**Problem statement:**
Rewrite all of the records below, substituting "place a marker" for every occurrence of "drop a point" and changing nothing else. Leave the pictures out of your answer.

**Data listing:**
▬▬▬

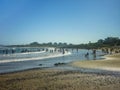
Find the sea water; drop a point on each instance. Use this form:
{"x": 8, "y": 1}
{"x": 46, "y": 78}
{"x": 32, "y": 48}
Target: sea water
{"x": 38, "y": 58}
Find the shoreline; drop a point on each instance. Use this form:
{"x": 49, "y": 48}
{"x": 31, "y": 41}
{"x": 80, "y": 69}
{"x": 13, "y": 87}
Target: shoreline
{"x": 37, "y": 58}
{"x": 110, "y": 63}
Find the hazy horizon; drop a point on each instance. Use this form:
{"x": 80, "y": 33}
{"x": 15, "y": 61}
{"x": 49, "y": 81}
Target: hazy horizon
{"x": 69, "y": 21}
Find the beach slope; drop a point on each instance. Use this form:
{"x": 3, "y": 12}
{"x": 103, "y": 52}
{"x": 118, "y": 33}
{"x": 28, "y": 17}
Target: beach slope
{"x": 111, "y": 63}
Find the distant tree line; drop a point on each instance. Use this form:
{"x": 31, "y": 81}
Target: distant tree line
{"x": 107, "y": 42}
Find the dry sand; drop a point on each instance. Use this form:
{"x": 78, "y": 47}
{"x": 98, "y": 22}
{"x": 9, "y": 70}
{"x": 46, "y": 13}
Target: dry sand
{"x": 111, "y": 63}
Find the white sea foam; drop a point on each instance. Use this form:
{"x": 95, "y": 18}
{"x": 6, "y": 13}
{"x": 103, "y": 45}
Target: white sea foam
{"x": 53, "y": 55}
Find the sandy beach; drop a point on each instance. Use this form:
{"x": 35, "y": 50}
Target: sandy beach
{"x": 111, "y": 63}
{"x": 52, "y": 79}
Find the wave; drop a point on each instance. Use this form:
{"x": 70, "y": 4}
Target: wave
{"x": 36, "y": 58}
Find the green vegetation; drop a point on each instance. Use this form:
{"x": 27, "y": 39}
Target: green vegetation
{"x": 107, "y": 42}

▬▬▬

**Output of the exercise:**
Find the sea water; place a marker on each instance. Use this form:
{"x": 8, "y": 1}
{"x": 46, "y": 78}
{"x": 32, "y": 48}
Target: sea water
{"x": 38, "y": 58}
Find the shoreline; place a marker on each instance. Use this form:
{"x": 49, "y": 48}
{"x": 31, "y": 41}
{"x": 80, "y": 69}
{"x": 13, "y": 87}
Target: shoreline
{"x": 37, "y": 58}
{"x": 110, "y": 63}
Find the hazy horizon; place a marker on each instance. Use this form:
{"x": 80, "y": 33}
{"x": 15, "y": 61}
{"x": 49, "y": 81}
Target: hazy horizon
{"x": 69, "y": 21}
Find the beach slope; place a marker on each instance. Use this form:
{"x": 3, "y": 12}
{"x": 103, "y": 52}
{"x": 118, "y": 33}
{"x": 28, "y": 17}
Target: beach slope
{"x": 111, "y": 63}
Find the distant tree line; place a marker on each instance. Use this form:
{"x": 31, "y": 81}
Target: distant tree line
{"x": 107, "y": 42}
Find the dry sand; place a marker on each instance. Use this form:
{"x": 78, "y": 47}
{"x": 98, "y": 22}
{"x": 9, "y": 70}
{"x": 46, "y": 13}
Target: dry sand
{"x": 111, "y": 63}
Find the white sea foam; place a marker on each instance. Use this form:
{"x": 95, "y": 18}
{"x": 6, "y": 13}
{"x": 103, "y": 45}
Target: white sea foam
{"x": 53, "y": 55}
Find the sandy beach; place a marker on each instance. Use this form:
{"x": 35, "y": 50}
Target: sandy beach
{"x": 111, "y": 63}
{"x": 52, "y": 79}
Find the wave; place a marker on each instance. Use this form:
{"x": 70, "y": 4}
Target: wave
{"x": 36, "y": 58}
Find the green vegetation; place a marker on each instance. Use this form:
{"x": 27, "y": 39}
Target: green vegetation
{"x": 107, "y": 42}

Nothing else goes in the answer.